• [TASK DETAILS]
Lay out the lines below as a numbered list. Begin at the line that contains "Put a marker on every instance of the grass", include every line through the last one, and leave out any blank lines.

## begin DATA PROVIDED

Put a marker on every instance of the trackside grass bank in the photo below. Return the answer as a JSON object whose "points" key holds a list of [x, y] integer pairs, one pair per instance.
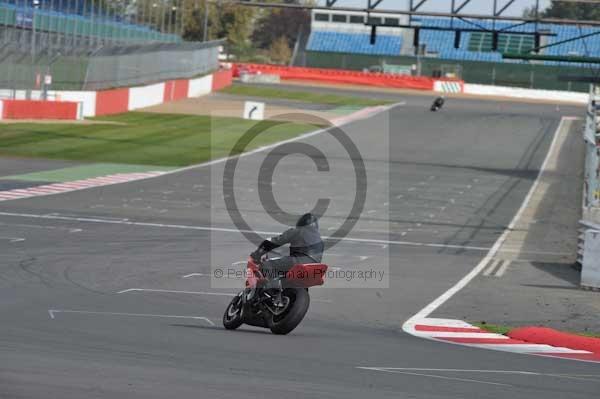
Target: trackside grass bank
{"points": [[305, 96], [139, 138]]}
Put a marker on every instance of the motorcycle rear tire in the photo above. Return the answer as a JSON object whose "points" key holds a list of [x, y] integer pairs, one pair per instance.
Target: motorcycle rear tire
{"points": [[233, 322], [293, 316]]}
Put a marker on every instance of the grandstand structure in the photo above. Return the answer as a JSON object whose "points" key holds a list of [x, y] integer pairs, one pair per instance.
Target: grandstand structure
{"points": [[343, 39], [348, 32]]}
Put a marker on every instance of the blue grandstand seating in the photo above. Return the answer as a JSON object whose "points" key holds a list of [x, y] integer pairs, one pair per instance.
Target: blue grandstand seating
{"points": [[441, 43], [357, 43]]}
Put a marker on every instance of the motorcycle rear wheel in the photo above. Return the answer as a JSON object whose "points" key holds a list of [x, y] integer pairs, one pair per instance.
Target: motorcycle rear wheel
{"points": [[298, 306], [233, 318]]}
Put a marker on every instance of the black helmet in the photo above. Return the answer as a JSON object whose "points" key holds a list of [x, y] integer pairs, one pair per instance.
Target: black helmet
{"points": [[306, 220]]}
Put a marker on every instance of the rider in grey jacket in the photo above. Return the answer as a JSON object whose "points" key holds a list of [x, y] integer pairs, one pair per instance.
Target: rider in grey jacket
{"points": [[306, 246]]}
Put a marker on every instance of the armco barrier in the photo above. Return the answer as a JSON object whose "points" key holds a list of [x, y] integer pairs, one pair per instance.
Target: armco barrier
{"points": [[449, 86], [112, 101], [200, 86], [529, 94], [146, 96], [222, 79], [38, 109], [338, 76], [176, 90]]}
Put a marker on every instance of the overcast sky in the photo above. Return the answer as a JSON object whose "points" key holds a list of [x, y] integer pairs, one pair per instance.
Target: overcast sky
{"points": [[475, 7]]}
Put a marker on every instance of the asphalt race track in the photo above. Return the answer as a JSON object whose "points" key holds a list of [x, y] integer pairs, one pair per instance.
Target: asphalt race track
{"points": [[77, 319]]}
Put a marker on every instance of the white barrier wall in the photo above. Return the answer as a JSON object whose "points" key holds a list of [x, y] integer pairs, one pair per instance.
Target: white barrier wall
{"points": [[200, 87], [532, 94], [87, 98], [448, 86], [146, 96]]}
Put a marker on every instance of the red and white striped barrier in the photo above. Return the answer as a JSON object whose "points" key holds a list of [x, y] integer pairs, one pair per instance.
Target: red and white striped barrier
{"points": [[40, 109], [449, 86], [58, 188], [462, 333]]}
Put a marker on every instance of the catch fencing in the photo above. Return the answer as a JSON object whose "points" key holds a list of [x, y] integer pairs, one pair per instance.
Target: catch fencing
{"points": [[107, 67]]}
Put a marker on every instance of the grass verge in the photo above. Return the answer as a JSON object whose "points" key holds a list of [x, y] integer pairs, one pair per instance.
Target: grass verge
{"points": [[502, 329], [139, 138], [319, 98]]}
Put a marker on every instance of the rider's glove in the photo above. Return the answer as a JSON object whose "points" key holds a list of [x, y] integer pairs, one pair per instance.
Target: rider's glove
{"points": [[256, 255]]}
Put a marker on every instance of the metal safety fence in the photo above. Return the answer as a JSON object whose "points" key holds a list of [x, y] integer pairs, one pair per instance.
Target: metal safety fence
{"points": [[107, 67], [592, 144]]}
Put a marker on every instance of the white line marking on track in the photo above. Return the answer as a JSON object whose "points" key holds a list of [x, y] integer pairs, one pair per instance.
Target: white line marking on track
{"points": [[53, 312], [177, 292], [195, 275], [12, 239], [441, 377], [430, 308], [493, 263], [503, 268], [585, 377], [383, 243]]}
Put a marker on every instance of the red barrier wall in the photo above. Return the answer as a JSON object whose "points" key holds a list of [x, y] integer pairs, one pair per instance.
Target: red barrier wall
{"points": [[222, 78], [176, 90], [339, 76], [112, 101], [37, 109]]}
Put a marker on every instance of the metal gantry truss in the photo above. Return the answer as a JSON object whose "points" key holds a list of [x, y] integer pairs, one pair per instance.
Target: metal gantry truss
{"points": [[455, 8]]}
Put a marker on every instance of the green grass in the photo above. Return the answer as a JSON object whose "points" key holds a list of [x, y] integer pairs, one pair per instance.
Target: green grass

## end DATA PROVIDED

• [TASK RESPONSE]
1. Put a marker on every instance of the grass verge in the photo above. Return the answer as a JSON object whose "points" key holds a list of [x, y] integer pairs, one pair per instance.
2. Target: grass verge
3. {"points": [[502, 329], [139, 138], [319, 98]]}
4. Put a marker on every instance of the rider's glove in the photo above. Return the answer as a JSON object whose "points" key holds a list of [x, y] integer pairs, one pair per instance.
5. Target: rider's glove
6. {"points": [[256, 255]]}
7. Put a marker on every instance of the metal safety fence in the photo above. Return the answer as a JSON object whose "points" key holds a list of [x, y] integer pairs, one pair per instance.
8. Target: metal safety fence
9. {"points": [[107, 67], [592, 144]]}
10. Put a marker on every instance of the white line marking on track in the photo above. Return the answer as a JSON object whose "points" key holds a list of [x, y] integer pairs, one pair per instance.
11. Target: white line marking on track
12. {"points": [[53, 312], [177, 292], [195, 275], [12, 239], [441, 377], [430, 308], [493, 263], [503, 268], [585, 377], [383, 243]]}
13. Put a marker on every instance of the red barrier wall in the photo above. Return the answer as a JSON object whose "points" key holds a list of [x, y] integer pairs, one pair per instance.
14. Target: red barrier wall
15. {"points": [[222, 78], [176, 90], [339, 76], [112, 101], [37, 109]]}
16. Put a marker on every instance of the metal gantry truss in the photo above. Return the answer as a JSON object whose "points" key holds a list of [x, y] integer pairs, one pair per instance.
17. Target: metal gantry truss
18. {"points": [[455, 8]]}
19. Put a marker on every instance of the green grass in the photo above. Return the answer as a JSON object whose "points" key holds a list of [x, y] integer pairs, one pair per instance.
20. Target: green grass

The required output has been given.